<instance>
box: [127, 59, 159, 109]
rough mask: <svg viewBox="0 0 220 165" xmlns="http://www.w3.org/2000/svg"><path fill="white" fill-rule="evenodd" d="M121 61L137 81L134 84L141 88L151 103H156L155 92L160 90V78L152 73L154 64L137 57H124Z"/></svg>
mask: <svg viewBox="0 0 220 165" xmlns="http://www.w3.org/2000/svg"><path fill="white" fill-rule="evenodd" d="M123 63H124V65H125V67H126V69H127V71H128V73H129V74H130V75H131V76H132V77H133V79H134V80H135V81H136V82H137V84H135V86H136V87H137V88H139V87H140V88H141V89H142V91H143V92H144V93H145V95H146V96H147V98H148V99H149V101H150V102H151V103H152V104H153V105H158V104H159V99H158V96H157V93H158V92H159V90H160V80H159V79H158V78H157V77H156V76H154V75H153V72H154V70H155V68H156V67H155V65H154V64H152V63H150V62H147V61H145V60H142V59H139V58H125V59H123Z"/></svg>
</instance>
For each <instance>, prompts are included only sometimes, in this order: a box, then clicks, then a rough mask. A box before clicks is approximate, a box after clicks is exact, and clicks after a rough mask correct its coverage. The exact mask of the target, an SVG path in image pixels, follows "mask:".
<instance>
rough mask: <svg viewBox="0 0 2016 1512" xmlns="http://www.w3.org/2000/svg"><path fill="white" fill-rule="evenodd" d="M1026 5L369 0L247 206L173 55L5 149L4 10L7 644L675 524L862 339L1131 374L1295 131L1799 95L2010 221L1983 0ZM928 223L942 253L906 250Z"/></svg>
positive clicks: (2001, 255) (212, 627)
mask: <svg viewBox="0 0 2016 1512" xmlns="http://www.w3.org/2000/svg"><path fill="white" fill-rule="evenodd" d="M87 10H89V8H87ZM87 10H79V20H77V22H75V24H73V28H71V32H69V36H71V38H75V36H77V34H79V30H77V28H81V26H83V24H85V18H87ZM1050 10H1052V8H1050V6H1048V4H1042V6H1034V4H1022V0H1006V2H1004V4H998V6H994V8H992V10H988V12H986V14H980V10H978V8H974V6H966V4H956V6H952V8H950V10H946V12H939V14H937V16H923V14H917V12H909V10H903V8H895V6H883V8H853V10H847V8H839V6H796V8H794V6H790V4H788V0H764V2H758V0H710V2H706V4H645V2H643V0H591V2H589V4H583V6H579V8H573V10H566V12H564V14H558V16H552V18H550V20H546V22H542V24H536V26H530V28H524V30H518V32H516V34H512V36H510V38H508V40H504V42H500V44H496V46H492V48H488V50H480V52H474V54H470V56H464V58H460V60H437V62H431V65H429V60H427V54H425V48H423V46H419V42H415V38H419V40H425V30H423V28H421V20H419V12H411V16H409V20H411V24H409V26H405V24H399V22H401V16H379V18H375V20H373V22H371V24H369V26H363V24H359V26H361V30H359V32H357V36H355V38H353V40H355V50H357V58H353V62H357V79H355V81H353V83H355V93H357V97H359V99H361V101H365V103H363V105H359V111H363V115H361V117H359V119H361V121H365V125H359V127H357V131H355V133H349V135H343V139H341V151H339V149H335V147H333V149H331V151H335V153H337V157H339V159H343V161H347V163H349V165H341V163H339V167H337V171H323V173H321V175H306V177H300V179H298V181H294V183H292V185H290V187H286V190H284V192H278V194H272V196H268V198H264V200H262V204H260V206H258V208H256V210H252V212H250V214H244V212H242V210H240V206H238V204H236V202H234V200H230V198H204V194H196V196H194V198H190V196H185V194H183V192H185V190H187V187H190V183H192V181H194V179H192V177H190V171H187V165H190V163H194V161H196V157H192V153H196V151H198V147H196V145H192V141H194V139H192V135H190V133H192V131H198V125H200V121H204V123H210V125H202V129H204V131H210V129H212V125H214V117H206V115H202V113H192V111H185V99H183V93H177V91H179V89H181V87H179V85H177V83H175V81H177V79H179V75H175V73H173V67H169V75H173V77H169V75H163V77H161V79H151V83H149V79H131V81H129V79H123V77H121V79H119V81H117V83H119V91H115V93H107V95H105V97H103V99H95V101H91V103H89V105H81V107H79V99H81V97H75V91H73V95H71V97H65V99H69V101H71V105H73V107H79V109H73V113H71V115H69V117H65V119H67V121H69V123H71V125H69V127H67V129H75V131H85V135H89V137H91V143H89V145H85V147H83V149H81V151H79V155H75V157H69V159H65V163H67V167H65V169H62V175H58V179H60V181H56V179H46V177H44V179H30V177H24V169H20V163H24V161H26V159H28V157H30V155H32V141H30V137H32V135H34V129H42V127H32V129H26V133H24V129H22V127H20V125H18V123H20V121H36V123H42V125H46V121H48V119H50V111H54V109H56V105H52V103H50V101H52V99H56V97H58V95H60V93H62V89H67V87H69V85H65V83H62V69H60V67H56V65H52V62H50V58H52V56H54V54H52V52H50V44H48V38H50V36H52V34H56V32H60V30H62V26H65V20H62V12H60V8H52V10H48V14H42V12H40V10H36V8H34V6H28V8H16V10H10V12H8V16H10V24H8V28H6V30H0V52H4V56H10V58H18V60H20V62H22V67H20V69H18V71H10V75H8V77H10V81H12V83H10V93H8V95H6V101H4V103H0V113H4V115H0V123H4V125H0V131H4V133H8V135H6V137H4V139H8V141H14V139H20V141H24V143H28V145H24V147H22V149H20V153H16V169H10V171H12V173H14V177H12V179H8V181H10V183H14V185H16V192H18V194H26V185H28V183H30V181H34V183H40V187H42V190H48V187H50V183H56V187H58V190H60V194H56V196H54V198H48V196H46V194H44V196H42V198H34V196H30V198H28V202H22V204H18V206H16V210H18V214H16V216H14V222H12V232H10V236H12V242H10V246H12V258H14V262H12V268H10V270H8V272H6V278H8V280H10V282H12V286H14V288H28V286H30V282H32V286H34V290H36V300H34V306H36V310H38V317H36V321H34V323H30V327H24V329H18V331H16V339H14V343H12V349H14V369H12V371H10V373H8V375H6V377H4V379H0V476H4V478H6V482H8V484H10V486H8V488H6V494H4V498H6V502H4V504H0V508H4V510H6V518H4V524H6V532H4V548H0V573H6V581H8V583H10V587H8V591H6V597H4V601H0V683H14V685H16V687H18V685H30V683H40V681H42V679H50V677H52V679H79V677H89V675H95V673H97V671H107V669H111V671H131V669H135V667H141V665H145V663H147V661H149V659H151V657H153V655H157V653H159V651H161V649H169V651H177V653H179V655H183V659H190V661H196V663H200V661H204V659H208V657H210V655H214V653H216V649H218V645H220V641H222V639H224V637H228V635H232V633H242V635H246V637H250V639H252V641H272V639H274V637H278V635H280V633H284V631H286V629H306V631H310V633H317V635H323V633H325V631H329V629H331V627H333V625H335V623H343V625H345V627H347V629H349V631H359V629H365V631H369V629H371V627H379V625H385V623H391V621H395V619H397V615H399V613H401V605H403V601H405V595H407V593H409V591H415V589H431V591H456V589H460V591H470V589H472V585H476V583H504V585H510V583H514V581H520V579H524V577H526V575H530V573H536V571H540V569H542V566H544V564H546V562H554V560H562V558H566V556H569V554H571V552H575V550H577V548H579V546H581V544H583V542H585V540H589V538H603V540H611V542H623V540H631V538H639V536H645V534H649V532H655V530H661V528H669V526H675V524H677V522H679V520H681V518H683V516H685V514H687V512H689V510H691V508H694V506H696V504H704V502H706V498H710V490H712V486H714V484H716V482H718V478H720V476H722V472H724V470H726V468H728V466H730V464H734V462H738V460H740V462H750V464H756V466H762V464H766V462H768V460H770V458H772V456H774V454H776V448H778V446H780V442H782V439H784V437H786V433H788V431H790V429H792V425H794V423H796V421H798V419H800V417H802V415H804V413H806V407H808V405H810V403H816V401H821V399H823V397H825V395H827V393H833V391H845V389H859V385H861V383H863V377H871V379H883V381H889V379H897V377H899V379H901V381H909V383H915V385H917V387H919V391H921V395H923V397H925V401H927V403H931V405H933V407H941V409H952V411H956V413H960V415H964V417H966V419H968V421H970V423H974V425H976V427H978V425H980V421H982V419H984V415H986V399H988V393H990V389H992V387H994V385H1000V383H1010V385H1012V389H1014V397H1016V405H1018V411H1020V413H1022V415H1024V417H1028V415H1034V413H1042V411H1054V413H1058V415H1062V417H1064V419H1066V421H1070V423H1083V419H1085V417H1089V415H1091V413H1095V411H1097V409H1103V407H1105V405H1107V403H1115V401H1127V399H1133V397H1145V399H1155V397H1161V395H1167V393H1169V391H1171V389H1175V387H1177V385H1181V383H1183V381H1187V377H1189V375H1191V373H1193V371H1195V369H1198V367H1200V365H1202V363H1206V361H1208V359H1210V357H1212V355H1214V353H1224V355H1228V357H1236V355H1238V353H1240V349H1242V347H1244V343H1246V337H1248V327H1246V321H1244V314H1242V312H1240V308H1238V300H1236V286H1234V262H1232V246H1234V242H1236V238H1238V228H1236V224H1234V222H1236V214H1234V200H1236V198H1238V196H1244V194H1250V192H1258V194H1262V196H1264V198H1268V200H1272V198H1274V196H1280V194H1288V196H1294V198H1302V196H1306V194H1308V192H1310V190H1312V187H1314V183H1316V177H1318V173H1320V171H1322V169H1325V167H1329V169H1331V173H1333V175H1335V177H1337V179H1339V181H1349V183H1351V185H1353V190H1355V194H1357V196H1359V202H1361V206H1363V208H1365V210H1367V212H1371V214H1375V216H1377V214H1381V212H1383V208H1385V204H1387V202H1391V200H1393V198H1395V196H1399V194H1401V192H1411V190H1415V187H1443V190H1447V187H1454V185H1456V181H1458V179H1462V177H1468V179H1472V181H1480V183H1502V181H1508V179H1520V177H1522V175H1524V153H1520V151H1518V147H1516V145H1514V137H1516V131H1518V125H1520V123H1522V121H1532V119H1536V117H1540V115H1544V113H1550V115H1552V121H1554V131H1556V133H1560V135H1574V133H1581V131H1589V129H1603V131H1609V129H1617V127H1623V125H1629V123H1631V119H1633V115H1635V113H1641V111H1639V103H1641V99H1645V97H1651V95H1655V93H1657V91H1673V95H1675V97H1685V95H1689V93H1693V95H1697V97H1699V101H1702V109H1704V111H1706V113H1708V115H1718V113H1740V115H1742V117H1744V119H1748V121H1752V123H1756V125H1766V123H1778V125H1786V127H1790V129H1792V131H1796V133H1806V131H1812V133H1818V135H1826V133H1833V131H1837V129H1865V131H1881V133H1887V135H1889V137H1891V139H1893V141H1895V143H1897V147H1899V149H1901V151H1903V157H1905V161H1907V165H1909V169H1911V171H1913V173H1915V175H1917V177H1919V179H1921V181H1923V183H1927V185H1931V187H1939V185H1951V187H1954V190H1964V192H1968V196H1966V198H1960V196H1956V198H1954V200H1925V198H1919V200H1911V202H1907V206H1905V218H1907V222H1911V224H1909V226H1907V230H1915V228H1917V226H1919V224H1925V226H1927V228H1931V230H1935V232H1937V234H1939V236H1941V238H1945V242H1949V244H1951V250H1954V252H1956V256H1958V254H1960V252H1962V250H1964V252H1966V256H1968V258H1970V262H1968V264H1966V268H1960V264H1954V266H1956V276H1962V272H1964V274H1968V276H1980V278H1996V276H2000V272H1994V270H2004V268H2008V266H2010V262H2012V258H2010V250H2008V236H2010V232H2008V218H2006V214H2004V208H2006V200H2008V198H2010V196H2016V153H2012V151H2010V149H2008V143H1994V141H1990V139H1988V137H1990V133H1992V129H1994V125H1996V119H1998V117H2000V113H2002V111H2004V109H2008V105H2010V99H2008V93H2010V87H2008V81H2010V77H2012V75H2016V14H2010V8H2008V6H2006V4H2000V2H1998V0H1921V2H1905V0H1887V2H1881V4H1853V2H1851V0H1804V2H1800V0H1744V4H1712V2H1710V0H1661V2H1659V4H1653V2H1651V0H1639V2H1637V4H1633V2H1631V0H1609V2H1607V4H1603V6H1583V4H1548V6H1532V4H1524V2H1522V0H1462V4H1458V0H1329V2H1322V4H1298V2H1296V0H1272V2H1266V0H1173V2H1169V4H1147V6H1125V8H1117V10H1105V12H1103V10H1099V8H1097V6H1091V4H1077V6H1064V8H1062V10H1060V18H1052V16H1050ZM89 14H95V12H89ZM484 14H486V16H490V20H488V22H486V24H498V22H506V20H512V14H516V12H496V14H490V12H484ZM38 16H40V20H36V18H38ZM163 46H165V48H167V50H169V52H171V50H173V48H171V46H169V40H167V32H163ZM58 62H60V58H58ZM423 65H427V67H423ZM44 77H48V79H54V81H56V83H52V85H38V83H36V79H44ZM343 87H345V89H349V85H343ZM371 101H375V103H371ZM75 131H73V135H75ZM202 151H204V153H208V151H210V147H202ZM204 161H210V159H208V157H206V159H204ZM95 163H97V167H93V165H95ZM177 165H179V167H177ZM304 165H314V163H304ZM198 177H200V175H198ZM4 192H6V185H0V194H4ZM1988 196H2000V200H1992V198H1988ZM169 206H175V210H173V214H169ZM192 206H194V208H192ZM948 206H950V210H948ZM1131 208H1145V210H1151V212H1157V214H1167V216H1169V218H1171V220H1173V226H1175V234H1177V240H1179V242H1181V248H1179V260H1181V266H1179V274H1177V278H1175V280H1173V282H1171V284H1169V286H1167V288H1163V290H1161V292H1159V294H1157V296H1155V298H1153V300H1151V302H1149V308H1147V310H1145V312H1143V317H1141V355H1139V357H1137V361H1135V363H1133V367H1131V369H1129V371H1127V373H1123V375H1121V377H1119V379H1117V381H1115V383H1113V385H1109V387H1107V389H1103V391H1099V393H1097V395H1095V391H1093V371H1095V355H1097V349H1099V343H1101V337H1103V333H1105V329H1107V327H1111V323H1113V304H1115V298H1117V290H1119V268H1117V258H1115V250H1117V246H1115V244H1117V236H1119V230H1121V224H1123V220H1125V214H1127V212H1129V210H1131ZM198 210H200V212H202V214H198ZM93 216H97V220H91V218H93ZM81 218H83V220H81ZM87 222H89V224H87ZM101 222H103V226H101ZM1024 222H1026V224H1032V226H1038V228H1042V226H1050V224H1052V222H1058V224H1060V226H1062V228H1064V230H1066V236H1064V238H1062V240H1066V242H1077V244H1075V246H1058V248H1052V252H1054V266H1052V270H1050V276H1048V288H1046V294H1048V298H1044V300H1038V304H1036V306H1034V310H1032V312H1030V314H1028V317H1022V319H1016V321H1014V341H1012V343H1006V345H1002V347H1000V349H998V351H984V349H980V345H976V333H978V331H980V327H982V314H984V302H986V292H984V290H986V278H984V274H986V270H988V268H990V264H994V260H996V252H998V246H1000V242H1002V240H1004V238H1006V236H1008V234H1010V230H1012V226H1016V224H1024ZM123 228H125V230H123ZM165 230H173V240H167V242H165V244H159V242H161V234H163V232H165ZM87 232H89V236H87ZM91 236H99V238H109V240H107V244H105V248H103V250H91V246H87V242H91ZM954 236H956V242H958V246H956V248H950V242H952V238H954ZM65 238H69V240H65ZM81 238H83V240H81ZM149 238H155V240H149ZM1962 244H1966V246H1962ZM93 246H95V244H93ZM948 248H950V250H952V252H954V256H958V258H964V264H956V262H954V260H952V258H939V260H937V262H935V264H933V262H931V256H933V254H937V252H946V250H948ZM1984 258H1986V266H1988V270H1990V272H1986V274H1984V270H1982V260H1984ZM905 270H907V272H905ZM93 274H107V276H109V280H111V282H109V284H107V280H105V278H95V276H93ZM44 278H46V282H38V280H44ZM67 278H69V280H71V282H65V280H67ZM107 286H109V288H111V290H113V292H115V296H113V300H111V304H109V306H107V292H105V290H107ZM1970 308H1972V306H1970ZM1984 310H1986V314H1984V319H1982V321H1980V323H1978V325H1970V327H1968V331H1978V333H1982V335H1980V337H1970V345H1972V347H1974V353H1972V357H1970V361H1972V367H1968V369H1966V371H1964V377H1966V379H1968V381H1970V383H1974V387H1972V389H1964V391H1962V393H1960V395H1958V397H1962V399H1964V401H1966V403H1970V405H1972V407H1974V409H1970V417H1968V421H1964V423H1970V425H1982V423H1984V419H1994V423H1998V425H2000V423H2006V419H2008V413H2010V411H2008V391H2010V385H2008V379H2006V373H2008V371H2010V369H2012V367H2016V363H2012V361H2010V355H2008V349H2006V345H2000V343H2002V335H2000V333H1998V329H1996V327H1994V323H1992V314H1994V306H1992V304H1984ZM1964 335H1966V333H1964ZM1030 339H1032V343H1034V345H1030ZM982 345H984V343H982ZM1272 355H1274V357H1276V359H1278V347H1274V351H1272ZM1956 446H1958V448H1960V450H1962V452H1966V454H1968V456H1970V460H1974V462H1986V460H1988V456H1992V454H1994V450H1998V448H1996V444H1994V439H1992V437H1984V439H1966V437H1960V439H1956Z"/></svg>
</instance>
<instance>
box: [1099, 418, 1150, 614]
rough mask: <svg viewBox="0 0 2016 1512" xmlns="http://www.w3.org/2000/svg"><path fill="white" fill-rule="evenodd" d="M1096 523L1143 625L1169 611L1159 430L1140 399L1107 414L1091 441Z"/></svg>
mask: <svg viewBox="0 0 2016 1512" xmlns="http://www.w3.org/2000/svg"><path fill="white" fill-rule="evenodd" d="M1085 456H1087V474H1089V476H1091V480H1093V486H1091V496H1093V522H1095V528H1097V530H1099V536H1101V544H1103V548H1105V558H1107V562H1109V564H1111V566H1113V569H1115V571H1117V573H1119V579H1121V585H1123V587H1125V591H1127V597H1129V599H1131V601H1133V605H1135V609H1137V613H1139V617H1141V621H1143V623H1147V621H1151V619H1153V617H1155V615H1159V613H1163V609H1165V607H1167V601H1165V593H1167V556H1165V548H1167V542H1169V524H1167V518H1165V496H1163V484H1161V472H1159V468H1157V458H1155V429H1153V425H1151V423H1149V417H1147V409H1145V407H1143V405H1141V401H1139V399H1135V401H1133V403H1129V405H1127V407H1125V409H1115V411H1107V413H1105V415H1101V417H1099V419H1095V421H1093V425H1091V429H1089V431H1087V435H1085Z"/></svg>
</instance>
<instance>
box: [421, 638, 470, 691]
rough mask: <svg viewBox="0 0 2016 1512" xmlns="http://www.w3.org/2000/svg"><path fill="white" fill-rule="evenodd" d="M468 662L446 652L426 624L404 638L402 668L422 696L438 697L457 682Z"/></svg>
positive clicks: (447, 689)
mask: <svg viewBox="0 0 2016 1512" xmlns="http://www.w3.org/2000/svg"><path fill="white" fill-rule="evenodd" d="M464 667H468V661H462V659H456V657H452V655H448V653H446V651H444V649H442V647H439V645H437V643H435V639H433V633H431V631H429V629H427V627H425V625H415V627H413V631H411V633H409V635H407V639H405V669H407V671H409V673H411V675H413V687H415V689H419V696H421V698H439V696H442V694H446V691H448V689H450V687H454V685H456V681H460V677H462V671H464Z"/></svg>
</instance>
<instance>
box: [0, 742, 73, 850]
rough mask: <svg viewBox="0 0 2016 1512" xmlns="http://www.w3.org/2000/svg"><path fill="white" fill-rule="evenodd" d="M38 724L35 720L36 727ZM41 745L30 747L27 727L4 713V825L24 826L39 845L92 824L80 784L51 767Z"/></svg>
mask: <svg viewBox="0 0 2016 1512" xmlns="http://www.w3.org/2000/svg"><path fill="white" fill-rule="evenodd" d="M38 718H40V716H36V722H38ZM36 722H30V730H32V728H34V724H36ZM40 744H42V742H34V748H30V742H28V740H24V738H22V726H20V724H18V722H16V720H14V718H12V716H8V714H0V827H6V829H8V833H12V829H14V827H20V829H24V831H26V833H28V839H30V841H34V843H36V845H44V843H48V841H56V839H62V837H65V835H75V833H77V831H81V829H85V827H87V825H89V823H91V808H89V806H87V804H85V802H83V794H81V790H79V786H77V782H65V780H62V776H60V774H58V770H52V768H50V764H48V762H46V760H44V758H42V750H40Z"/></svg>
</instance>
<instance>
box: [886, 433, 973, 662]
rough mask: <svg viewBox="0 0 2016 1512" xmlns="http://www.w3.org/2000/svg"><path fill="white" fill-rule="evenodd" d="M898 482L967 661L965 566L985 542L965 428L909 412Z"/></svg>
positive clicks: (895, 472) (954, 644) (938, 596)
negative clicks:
════
EXERCISE GOAL:
The first line of the records and every line down to the line with "5L369 0L247 206L173" must be quoted exactly; leave out all else.

EXERCISE ANSWER:
<instance>
box: [127, 59, 159, 109]
rough mask: <svg viewBox="0 0 220 165" xmlns="http://www.w3.org/2000/svg"><path fill="white" fill-rule="evenodd" d="M121 61L137 81L134 84L141 88L151 103H156L155 92L160 90V78L152 73L154 64L137 57H124Z"/></svg>
mask: <svg viewBox="0 0 220 165" xmlns="http://www.w3.org/2000/svg"><path fill="white" fill-rule="evenodd" d="M123 63H124V65H125V67H126V69H127V71H128V73H129V74H130V75H131V76H132V77H133V79H134V80H135V81H136V82H137V84H135V86H136V87H137V88H139V87H140V88H141V89H142V91H143V92H144V93H145V95H146V96H147V98H148V99H149V101H150V102H151V103H152V104H153V105H158V104H159V99H158V96H157V93H158V92H159V90H160V80H159V79H158V78H157V77H156V76H154V75H153V72H154V70H155V68H156V67H155V65H154V64H152V63H150V62H147V61H145V60H142V59H139V58H125V59H123Z"/></svg>
</instance>
For each <instance>, prompts are included only sometimes, in this order: a box, then clicks, then a rough mask. A box before clicks is approximate, a box after clicks is exact, and clicks after a rough mask correct its coverage. The exact mask of the target, an SVG path in image pixels, follows "mask:".
<instance>
rough mask: <svg viewBox="0 0 2016 1512" xmlns="http://www.w3.org/2000/svg"><path fill="white" fill-rule="evenodd" d="M1026 5L369 0L247 206L173 55L5 149L4 10L7 644L675 524L862 339L1131 374L1295 131L1799 95L2010 221L1983 0ZM928 223L942 253L906 250Z"/></svg>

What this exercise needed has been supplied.